**PROBLEM TO SOLVE**. Rewrite the records below, swapping every "marks" for "places" and leaving everything else unchanged.

++++ ENTRIES

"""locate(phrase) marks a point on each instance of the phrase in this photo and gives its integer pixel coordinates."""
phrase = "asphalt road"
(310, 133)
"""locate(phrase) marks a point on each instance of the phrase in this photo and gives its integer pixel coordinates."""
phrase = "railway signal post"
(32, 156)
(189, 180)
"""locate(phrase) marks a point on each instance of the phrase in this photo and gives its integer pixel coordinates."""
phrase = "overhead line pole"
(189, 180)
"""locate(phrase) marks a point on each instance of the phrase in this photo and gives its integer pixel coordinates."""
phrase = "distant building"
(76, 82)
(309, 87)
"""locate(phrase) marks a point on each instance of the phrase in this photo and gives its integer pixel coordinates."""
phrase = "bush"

++++++++

**SOLUTION**.
"""locate(phrase) places a point on each instance of the phrase in this photo and gives its integer pixel coordinates."""
phrase = "asphalt road"
(310, 133)
"""locate(phrase) places a point on each instance of the phrase in this photo and gives its integer pixel coordinates."""
phrase = "railway signal post"
(32, 156)
(189, 180)
"""locate(phrase) places a point on each instance of the phrase in this photo and gives its integer pixel coordinates."""
phrase = "overhead line pole"
(189, 180)
"""locate(phrase) places a point on each instance of the phrase in this photo and gives its integer pixel coordinates."""
phrase = "distant building"
(76, 82)
(309, 87)
"""locate(phrase) places a point on each instance of the phrase in this photo and gives its integer pixel coordinates."""
phrase = "bush"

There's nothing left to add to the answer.